**Activity**. Return only the lines starting at the line that contains "the man's nose" and ending with the final line of the listing; include both endpoints.

··· Entries provided ···

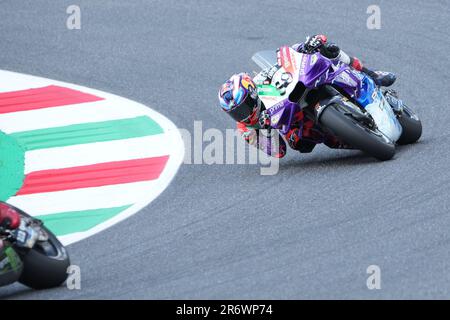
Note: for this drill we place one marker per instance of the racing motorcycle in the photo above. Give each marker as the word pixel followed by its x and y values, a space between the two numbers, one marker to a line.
pixel 31 254
pixel 342 101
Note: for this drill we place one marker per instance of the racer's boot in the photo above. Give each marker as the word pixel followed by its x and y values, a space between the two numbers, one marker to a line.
pixel 381 78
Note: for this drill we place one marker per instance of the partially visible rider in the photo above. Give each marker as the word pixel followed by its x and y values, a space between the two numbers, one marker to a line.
pixel 9 218
pixel 238 97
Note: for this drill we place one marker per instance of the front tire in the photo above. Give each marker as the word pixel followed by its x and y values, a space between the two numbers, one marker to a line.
pixel 45 266
pixel 411 127
pixel 357 135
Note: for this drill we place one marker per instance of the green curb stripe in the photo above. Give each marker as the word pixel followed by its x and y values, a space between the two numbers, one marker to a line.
pixel 12 164
pixel 78 221
pixel 87 133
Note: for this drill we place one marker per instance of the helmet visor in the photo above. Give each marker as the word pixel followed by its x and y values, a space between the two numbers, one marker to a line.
pixel 245 110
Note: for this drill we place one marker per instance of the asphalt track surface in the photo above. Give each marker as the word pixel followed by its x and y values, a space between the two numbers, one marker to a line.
pixel 227 232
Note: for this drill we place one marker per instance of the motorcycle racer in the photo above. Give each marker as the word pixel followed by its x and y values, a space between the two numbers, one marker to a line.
pixel 238 97
pixel 9 218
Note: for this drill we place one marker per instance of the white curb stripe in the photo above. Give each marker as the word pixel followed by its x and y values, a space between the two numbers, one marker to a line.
pixel 98 152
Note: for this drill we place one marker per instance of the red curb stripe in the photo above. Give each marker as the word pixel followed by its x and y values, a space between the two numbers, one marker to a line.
pixel 96 175
pixel 39 98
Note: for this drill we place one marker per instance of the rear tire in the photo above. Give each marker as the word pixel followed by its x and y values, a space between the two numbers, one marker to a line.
pixel 355 134
pixel 411 125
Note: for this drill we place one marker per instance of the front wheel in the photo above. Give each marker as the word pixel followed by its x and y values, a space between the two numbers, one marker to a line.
pixel 356 134
pixel 411 126
pixel 44 266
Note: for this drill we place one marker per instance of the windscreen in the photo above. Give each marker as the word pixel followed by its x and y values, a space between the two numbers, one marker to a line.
pixel 265 59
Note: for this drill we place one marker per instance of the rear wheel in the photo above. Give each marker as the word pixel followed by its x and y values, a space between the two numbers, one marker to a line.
pixel 411 125
pixel 356 134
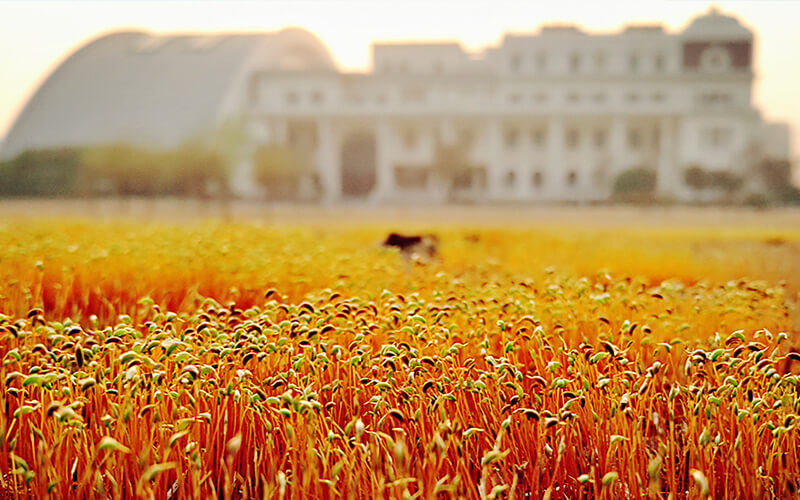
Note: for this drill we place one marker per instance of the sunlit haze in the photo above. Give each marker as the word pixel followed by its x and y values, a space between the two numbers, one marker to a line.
pixel 35 36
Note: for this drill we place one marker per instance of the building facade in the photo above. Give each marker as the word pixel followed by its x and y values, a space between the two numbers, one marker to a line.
pixel 555 115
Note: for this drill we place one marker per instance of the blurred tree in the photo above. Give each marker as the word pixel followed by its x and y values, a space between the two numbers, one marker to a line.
pixel 636 184
pixel 125 169
pixel 776 175
pixel 196 171
pixel 696 177
pixel 279 169
pixel 43 172
pixel 725 180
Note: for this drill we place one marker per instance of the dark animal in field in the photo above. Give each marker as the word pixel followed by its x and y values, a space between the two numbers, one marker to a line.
pixel 421 248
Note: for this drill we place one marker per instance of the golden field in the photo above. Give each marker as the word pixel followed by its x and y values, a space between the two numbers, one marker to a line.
pixel 296 358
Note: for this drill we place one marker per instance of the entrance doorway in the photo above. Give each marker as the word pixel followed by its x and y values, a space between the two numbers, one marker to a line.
pixel 359 170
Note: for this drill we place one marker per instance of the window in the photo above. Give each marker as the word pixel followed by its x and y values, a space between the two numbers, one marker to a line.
pixel 633 63
pixel 572 178
pixel 466 138
pixel 600 62
pixel 515 63
pixel 572 139
pixel 410 139
pixel 715 59
pixel 716 138
pixel 414 94
pixel 353 98
pixel 658 63
pixel 407 177
pixel 511 136
pixel 575 63
pixel 541 62
pixel 510 179
pixel 539 136
pixel 599 139
pixel 714 99
pixel 634 138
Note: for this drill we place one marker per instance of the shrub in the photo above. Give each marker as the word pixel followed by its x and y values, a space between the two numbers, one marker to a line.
pixel 278 168
pixel 44 172
pixel 636 184
pixel 696 177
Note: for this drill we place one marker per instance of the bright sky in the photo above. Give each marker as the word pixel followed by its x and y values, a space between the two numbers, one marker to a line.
pixel 37 35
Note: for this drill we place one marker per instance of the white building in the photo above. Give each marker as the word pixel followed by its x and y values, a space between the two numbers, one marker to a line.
pixel 552 115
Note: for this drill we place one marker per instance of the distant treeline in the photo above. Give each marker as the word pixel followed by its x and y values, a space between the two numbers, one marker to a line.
pixel 116 169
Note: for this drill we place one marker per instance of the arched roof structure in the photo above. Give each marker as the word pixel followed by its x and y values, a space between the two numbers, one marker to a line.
pixel 154 90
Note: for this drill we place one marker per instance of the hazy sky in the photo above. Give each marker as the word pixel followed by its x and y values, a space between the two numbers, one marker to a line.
pixel 37 35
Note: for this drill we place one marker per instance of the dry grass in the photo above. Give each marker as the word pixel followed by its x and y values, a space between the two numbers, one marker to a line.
pixel 238 361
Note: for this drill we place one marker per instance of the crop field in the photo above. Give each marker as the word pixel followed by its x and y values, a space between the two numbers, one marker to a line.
pixel 202 359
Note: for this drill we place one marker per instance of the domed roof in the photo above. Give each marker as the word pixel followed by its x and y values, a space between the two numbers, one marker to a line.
pixel 155 90
pixel 716 26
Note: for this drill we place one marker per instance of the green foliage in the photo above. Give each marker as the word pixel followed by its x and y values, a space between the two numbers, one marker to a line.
pixel 119 169
pixel 279 169
pixel 776 176
pixel 696 177
pixel 636 184
pixel 46 172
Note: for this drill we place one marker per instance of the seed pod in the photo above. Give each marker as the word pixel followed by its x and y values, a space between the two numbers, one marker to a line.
pixel 79 355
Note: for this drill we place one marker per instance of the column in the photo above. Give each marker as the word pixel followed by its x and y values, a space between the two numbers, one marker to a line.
pixel 555 172
pixel 494 158
pixel 447 132
pixel 666 153
pixel 328 162
pixel 617 146
pixel 384 185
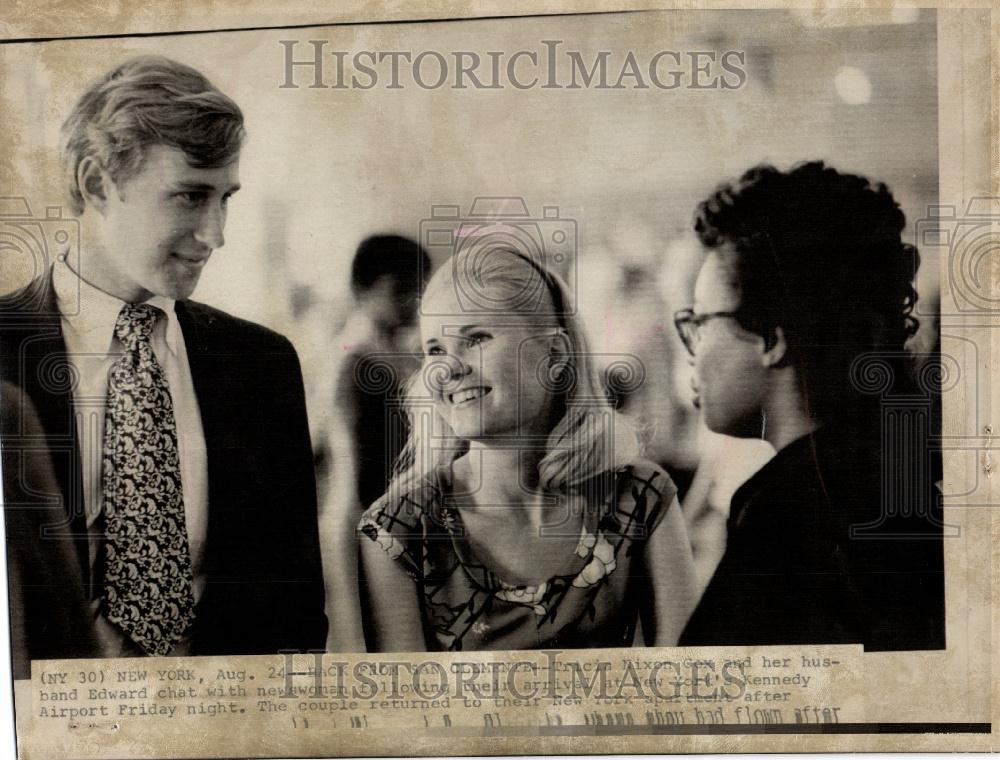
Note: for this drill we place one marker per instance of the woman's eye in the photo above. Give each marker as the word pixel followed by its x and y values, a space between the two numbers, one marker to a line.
pixel 190 199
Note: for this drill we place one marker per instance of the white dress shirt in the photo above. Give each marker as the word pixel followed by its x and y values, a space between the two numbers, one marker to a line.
pixel 88 324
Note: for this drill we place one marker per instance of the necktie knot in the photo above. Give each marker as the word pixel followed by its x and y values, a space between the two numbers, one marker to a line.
pixel 135 323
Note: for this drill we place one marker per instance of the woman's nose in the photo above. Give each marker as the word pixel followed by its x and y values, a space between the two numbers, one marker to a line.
pixel 459 367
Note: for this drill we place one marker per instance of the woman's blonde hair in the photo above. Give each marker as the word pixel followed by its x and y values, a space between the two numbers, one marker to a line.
pixel 588 439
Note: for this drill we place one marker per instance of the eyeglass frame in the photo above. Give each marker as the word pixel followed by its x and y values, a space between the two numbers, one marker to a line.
pixel 687 323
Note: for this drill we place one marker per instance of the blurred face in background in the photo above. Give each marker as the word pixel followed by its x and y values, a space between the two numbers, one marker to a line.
pixel 730 379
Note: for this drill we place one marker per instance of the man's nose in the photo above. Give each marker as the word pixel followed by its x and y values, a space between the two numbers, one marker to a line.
pixel 210 227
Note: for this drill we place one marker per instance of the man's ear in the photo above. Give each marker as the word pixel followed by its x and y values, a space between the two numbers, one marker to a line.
pixel 95 184
pixel 775 348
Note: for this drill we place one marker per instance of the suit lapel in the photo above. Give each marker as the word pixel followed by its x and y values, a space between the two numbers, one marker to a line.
pixel 206 363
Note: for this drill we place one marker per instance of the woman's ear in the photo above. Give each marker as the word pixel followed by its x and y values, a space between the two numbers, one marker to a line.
pixel 775 348
pixel 558 352
pixel 94 184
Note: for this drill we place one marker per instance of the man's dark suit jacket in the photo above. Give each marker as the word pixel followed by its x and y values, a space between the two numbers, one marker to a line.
pixel 795 573
pixel 264 583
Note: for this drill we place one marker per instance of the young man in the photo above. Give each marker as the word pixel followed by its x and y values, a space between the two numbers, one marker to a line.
pixel 807 289
pixel 179 441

···

**Response area**.
Note: for this drill we place one marker per instance of the man's nose in the photo above. Give each marker as the word pixel followed by its x and y values, a space between the two numbers, one marker to a line.
pixel 210 227
Note: for this drill we place one marker per instance of the man's ear in the photo above. Give each marker as the word pixel followed by its x and y values, a space between the two numbers, one marker to a line.
pixel 95 184
pixel 775 348
Note: for this drill we place one marker per instance of the suit lapel in the photo above. Give each marker as the word pixel followed by its x and y values, a space between the two numbers, one marker to a line.
pixel 206 363
Note: for this drill we place one marker per instance of the woman's ear in the photo above. Give each marker as the word pixel followed by its x and y values, a space between the two numbers, one marker to a line.
pixel 775 348
pixel 558 352
pixel 94 184
Note: for this drill we place one marker per instance of the man's dark suit jacket in the photo above. Give each marker as the word pixel followed by its x and y values, a space between the two numbers, one marker to a line.
pixel 795 573
pixel 264 583
Note: for this drill we place one marker per instance of the young man in the photo above. Give each marker as the word pixel followed by its x and y values, a space between the two numbers, one marker to a line.
pixel 807 289
pixel 179 441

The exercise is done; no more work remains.